Output the line containing "ceiling in the photo above." and all subsequent lines of the listing below, copied exactly, with no other lines.

* **WORKING DATA**

* * * * * * *

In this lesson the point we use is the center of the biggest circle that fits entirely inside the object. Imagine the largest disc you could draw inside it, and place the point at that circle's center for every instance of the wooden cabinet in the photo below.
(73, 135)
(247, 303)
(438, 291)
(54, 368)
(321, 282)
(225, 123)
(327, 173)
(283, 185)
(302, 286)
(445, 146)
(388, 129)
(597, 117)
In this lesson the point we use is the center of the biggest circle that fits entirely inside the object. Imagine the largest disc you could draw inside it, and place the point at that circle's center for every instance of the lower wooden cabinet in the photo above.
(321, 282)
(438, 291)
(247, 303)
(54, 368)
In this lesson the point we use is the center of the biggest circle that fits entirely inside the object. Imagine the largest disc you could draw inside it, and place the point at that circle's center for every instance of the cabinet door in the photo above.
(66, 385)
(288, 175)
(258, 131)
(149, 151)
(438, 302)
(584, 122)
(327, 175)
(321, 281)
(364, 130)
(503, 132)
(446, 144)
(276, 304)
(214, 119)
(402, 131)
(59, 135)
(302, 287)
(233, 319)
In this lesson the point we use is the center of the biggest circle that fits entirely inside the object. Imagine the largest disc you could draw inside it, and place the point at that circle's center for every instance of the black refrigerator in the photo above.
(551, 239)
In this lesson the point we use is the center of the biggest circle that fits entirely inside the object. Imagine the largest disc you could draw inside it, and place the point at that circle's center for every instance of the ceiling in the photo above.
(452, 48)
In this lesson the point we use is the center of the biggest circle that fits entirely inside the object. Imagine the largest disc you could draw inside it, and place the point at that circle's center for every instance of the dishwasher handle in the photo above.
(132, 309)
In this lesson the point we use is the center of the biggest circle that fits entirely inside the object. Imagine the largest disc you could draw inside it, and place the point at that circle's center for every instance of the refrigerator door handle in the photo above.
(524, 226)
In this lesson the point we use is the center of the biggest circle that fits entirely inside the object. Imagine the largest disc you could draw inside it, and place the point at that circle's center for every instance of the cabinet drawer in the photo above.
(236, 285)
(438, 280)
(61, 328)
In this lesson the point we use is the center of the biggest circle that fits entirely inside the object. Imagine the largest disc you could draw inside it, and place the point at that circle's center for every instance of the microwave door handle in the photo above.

* * * * * * *

* **PROBLEM SOLUTION**
In this lesson the point we use is the center of the biggest circle that fits entirely inside the object. Imagine the largest disc you could draw inside it, and place the point at that circle's center for every instance of the ceiling in the photo above.
(452, 48)
In this lesson the point we use is the center of the biggest circle that fits entirely inside the object. Imagine the largest disc you could draw inside it, and place the point at that circle's center for every instance of the dishwasher handle in the photo above.
(132, 309)
In this lesson the point we use is the center of the biggest circle that fits entirely inside the object. Imagine the largest disc you could draw inside it, and place the point at that circle's center for every instance of the refrigerator door handle in the photo above.
(524, 226)
In this lesson the point we use is the center of the biggest circle that fits entirely inside the object. Imagine the largest disc you could draw inside it, and place the point at that circle's center for every instance of the cabinet drawer in the photo above.
(236, 285)
(438, 280)
(61, 328)
In this lesson the point we use is the center of the biggest circle that fits entirely inside the object. Imagine the largest disc you could draw inside it, and place the point at that circle's center for every instance of the microwave door handle in the photo above.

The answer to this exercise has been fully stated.